- BRIEF -
Using the entries that follow, write out the line containing "positive clicks: (180, 51)", the line containing "box: [193, 50, 206, 66]", and every line between them, exactly and nothing else.

::: DATASET

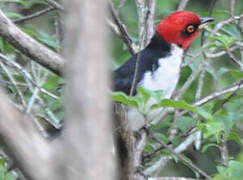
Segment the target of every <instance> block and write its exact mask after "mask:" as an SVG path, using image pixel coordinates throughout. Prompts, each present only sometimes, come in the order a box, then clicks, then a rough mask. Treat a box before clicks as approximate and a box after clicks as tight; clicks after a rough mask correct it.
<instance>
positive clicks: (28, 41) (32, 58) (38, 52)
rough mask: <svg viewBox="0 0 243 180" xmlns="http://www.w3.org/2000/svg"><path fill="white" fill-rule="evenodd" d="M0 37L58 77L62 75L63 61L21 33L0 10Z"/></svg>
mask: <svg viewBox="0 0 243 180" xmlns="http://www.w3.org/2000/svg"><path fill="white" fill-rule="evenodd" d="M0 35H1V36H2V37H3V38H4V39H5V40H6V41H8V42H9V43H11V44H12V45H13V46H15V47H16V48H17V49H19V50H20V51H21V52H22V53H23V54H25V55H26V56H28V57H30V58H31V59H32V60H34V61H36V62H37V63H39V64H41V65H43V66H44V67H46V68H47V69H49V70H51V71H52V72H54V73H56V74H58V75H61V74H62V67H63V66H64V59H62V57H60V55H58V54H57V53H55V52H53V51H51V50H50V49H48V48H47V47H45V46H44V45H42V44H40V43H39V42H37V41H36V40H35V39H33V38H32V37H30V36H29V35H28V34H26V33H24V32H23V31H21V30H20V29H19V28H18V27H17V26H16V25H14V24H13V23H12V22H11V20H10V19H9V18H7V17H6V16H5V14H4V13H3V12H2V11H1V10H0Z"/></svg>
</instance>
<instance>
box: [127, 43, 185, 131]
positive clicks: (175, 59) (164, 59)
mask: <svg viewBox="0 0 243 180" xmlns="http://www.w3.org/2000/svg"><path fill="white" fill-rule="evenodd" d="M171 50H172V51H171V55H170V56H168V57H165V58H161V59H159V67H158V68H157V69H156V70H155V71H154V72H146V73H145V75H144V77H143V81H141V82H139V84H138V86H142V87H144V88H146V89H150V90H154V91H155V90H163V92H164V96H163V98H167V99H168V98H170V97H171V96H172V93H173V92H174V90H175V88H176V85H177V82H178V80H179V77H180V65H181V62H182V56H183V50H182V49H181V48H179V47H177V46H176V45H172V49H171ZM154 102H155V101H154V100H150V101H149V103H148V105H147V106H148V108H149V107H150V106H151V105H152V104H154ZM161 109H162V108H161ZM161 109H156V110H153V111H150V112H149V114H148V116H147V118H148V120H149V121H150V120H152V119H153V118H155V116H157V115H158V113H160V112H161ZM128 120H129V122H130V125H131V127H132V129H133V130H134V131H136V130H138V129H140V128H141V127H142V126H143V125H144V123H145V121H144V118H143V116H142V115H141V114H140V113H138V111H137V110H136V109H135V108H130V109H129V110H128Z"/></svg>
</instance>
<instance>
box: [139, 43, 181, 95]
mask: <svg viewBox="0 0 243 180" xmlns="http://www.w3.org/2000/svg"><path fill="white" fill-rule="evenodd" d="M182 57H183V49H182V48H179V47H178V46H177V45H174V44H172V47H171V54H170V55H169V56H167V57H164V58H161V59H159V67H158V68H157V69H156V71H154V72H151V71H149V72H146V73H145V75H144V80H143V81H142V82H140V83H139V86H143V87H144V88H146V89H150V90H163V91H164V98H170V97H171V95H172V93H173V91H174V90H175V88H176V85H177V82H178V80H179V76H180V65H181V62H182Z"/></svg>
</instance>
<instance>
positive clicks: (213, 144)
mask: <svg viewBox="0 0 243 180" xmlns="http://www.w3.org/2000/svg"><path fill="white" fill-rule="evenodd" d="M210 147H217V148H219V146H218V145H217V144H215V143H208V144H205V145H204V146H203V148H202V152H203V153H204V152H206V151H207V149H208V148H210Z"/></svg>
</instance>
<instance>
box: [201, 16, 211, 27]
mask: <svg viewBox="0 0 243 180" xmlns="http://www.w3.org/2000/svg"><path fill="white" fill-rule="evenodd" d="M200 20H201V24H200V25H199V29H203V28H204V27H205V25H207V24H208V23H209V22H212V21H214V18H212V17H201V18H200Z"/></svg>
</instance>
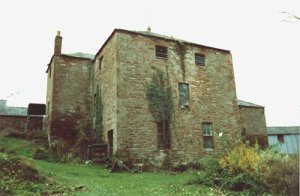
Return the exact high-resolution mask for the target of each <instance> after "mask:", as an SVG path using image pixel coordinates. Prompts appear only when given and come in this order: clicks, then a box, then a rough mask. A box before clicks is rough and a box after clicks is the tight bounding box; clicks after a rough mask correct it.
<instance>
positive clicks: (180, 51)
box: [176, 41, 186, 79]
mask: <svg viewBox="0 0 300 196" xmlns="http://www.w3.org/2000/svg"><path fill="white" fill-rule="evenodd" d="M176 44H177V48H176V49H177V53H178V55H179V58H180V68H181V71H182V76H183V79H185V72H186V69H185V53H186V46H185V44H184V43H183V42H181V41H176Z"/></svg>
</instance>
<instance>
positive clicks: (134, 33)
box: [115, 29, 230, 53]
mask: <svg viewBox="0 0 300 196" xmlns="http://www.w3.org/2000/svg"><path fill="white" fill-rule="evenodd" d="M115 30H117V31H119V32H125V33H131V34H138V35H142V36H146V37H152V38H156V39H161V40H164V41H171V42H175V41H179V42H182V43H185V44H189V45H193V46H196V47H203V48H208V49H213V50H219V51H222V52H228V53H230V50H225V49H220V48H215V47H211V46H205V45H201V44H196V43H193V42H188V41H185V40H181V39H175V38H171V37H167V36H164V35H159V34H156V33H145V32H140V31H129V30H124V29H115Z"/></svg>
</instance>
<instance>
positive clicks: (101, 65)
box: [99, 56, 103, 70]
mask: <svg viewBox="0 0 300 196" xmlns="http://www.w3.org/2000/svg"><path fill="white" fill-rule="evenodd" d="M102 60H103V56H101V57H100V59H99V70H101V68H102Z"/></svg>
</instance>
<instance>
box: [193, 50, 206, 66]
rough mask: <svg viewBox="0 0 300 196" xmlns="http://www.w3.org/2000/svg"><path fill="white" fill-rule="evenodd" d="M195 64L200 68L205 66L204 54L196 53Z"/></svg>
mask: <svg viewBox="0 0 300 196" xmlns="http://www.w3.org/2000/svg"><path fill="white" fill-rule="evenodd" d="M195 64H196V65H199V66H205V56H204V54H199V53H195Z"/></svg>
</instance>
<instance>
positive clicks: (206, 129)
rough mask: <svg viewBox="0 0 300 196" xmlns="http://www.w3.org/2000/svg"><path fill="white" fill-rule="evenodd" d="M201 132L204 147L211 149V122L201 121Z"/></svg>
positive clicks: (211, 125)
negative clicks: (201, 121)
mask: <svg viewBox="0 0 300 196" xmlns="http://www.w3.org/2000/svg"><path fill="white" fill-rule="evenodd" d="M202 133H203V145H204V149H213V148H214V142H213V134H212V123H211V122H205V123H202Z"/></svg>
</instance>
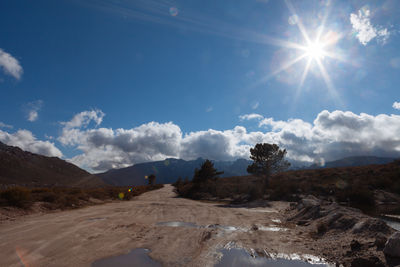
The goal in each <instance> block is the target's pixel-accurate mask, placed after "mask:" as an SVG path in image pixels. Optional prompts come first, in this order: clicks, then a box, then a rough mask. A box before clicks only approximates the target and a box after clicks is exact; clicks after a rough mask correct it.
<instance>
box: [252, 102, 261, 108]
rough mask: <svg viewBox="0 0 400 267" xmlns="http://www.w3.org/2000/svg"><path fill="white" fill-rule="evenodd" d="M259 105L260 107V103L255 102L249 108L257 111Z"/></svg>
mask: <svg viewBox="0 0 400 267" xmlns="http://www.w3.org/2000/svg"><path fill="white" fill-rule="evenodd" d="M259 105H260V102H255V103H253V104H252V105H251V108H252V109H257V108H258V106H259Z"/></svg>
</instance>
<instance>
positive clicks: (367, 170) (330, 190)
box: [174, 144, 400, 213]
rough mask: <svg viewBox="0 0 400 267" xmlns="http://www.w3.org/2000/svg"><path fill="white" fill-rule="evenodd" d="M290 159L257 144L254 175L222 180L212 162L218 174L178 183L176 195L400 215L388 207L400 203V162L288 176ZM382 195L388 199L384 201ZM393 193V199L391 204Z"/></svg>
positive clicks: (293, 174)
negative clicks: (286, 167) (322, 199)
mask: <svg viewBox="0 0 400 267" xmlns="http://www.w3.org/2000/svg"><path fill="white" fill-rule="evenodd" d="M285 154H286V151H285V150H281V149H279V147H278V146H277V145H270V144H257V145H256V146H255V148H253V149H252V150H251V155H252V157H251V158H252V159H253V160H254V163H253V164H252V165H250V166H249V168H248V171H249V172H250V173H252V175H249V176H242V177H229V178H218V177H217V175H215V174H216V173H217V170H213V166H212V163H211V162H210V163H211V164H210V163H208V165H207V168H208V169H209V170H212V171H210V172H209V173H210V174H209V176H208V178H207V179H204V178H203V179H202V182H201V183H199V182H195V177H196V172H195V175H194V178H193V180H192V181H187V180H186V181H182V180H181V179H180V180H178V181H177V182H176V183H175V184H174V186H175V187H176V189H175V190H176V192H177V193H178V194H179V195H180V196H182V197H188V198H192V199H211V200H225V201H229V202H232V203H239V202H247V201H252V200H256V199H269V200H284V201H298V200H299V199H300V198H301V197H302V196H306V195H314V196H316V197H318V198H321V199H325V200H329V201H336V202H338V203H340V204H342V205H346V206H352V207H356V208H359V209H362V210H363V211H365V212H368V213H379V212H382V209H385V212H391V213H400V208H399V206H398V204H397V205H385V204H387V203H389V202H391V203H392V204H393V203H395V202H397V201H398V200H399V196H396V195H398V194H400V160H399V161H394V162H393V163H389V164H384V165H368V166H362V167H342V168H327V169H315V170H297V171H284V170H285V169H286V167H287V166H288V164H287V162H286V161H285V159H284V156H285ZM203 167H205V165H204V164H203V166H202V167H201V169H200V170H202V168H203ZM196 179H197V178H196ZM379 192H383V193H384V195H385V196H386V197H383V199H378V197H377V195H379ZM391 194H392V195H393V198H392V199H387V196H388V195H391ZM389 198H390V197H389ZM385 202H386V203H385Z"/></svg>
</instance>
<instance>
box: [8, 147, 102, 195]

::::::

- RESULT FOR THIS TASK -
positive clicks: (180, 51)
box: [176, 41, 186, 79]
mask: <svg viewBox="0 0 300 196" xmlns="http://www.w3.org/2000/svg"><path fill="white" fill-rule="evenodd" d="M176 44H177V48H176V49H177V53H178V55H179V58H180V68H181V71H182V76H183V79H185V72H186V69H185V53H186V46H185V44H184V43H183V42H181V41H176Z"/></svg>
</instance>
<instance>
positive clicks: (134, 33)
box: [115, 29, 230, 53]
mask: <svg viewBox="0 0 300 196" xmlns="http://www.w3.org/2000/svg"><path fill="white" fill-rule="evenodd" d="M115 30H117V31H119V32H125V33H131V34H138V35H142V36H146V37H152V38H156V39H161V40H164V41H171V42H175V41H179V42H182V43H185V44H189V45H193V46H196V47H203V48H208V49H213V50H219V51H222V52H228V53H230V50H225V49H220V48H215V47H211V46H205V45H201V44H196V43H193V42H188V41H185V40H181V39H175V38H171V37H167V36H164V35H159V34H156V33H145V32H140V31H129V30H124V29H115Z"/></svg>
</instance>
<instance>
positive clicks: (101, 65)
box: [99, 56, 103, 70]
mask: <svg viewBox="0 0 300 196" xmlns="http://www.w3.org/2000/svg"><path fill="white" fill-rule="evenodd" d="M102 60H103V56H101V57H100V59H99V70H101V68H102Z"/></svg>
</instance>
<instance>
box: [193, 50, 206, 66]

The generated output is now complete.